Text extract:
Some people attended AISC and decided that alignment research wasn't for them, which is a success in its own way. On average, I think attending made AI alignment research feel "more real," and increased peoples' conviction that they could contribute to it. Several people I talked to came away with ideas only tangentially related to their project that they were excited to work on - but of course it's hard to separate this from the fact that AISC participants are already selected for being on a trajectory of increasing involvement in AI safety.

In contrast, the mentorship aspect was surprisingly (to me) low-value to people. Unless the mentor really put in the hours (which most understandably did not), decisions about each project were left in the hands of the attendees, and the mentor was more like an occasional shoulder angel plus useful proofreader of their final report. Not pointless, but not crucial. This made more sense as I came to see AISC as not being in the business of supplying education from outside.

Note that in the most recent iteration that I haven't interviewed anyone from, the format of the camp has changed - projects now come from the mentors rather than the groups. I suspect this is intended to solve a problem where some people just didn't pick good projects and ran into trouble. But it's not entirely obvious whether the (probable) improvement of topics dominates the effects on mentor and group engagement etc., so if you want to chat about this in the comments or with me via video call, I have more questions I'd be interested to ask.

Another thing that people didn't care about that I'd thought they would was remote vs. in-person interaction. In fact, people tended to think they'd prefer the remote version (albeit not having tried both). Given the lower costs and easier logistics, this is a really strong point in favor of doing group projects remotely. It's possible this is peculiar to machine learning projects, and [insert other type of project here] would really benefit from face to face interaction. But realistically, it looks like all types should experiment with collaborating over Discord and Google Docs.

What are the parameters of AISC that make it good at some things and not others?

Here's a list of some possible topics to get the juices flowing:

Length and length variability.
Filtering applicants.
Non-project educational content.
Level of mentor involvement.
Expectations and evaluation.
Financial support.
Group size and formation conditions.
Setting and available tools.

Some points I think are particularly interesting:

Length and length variability: Naturally shorter time mandates easier projects, but you can have easy projects across a wide variety of sub-fields. However, a fixed length (if somewhat short) also mandates lower-variance projects, which discourages the inherent flailing around of conceptual work and is better suited to projects that look more like engineering.

Coordinate annotation records:

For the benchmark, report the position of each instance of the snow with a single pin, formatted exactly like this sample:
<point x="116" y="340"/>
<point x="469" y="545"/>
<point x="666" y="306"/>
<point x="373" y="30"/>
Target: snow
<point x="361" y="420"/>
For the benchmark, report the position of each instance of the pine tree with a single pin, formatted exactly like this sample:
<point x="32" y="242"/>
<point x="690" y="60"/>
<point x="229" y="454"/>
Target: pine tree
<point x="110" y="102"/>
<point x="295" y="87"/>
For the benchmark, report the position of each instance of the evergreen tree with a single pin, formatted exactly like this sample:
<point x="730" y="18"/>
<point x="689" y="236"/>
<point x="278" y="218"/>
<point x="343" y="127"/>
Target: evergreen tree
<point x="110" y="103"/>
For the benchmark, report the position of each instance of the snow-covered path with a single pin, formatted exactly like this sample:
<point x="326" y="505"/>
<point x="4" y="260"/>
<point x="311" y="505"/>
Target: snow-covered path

Written problem:
According to the AISC text, why is the reported indifference to remote versus in-person interaction a strong point in favor of doing group projects remotely? The listing comes from a different source than the AISC text.

In response:
Participants did not care much about remote versus in-person interaction and even tended to think they would prefer the remote version. Remote work also has lower costs and easier logistics, so it makes a strong case for doing group projects remotely.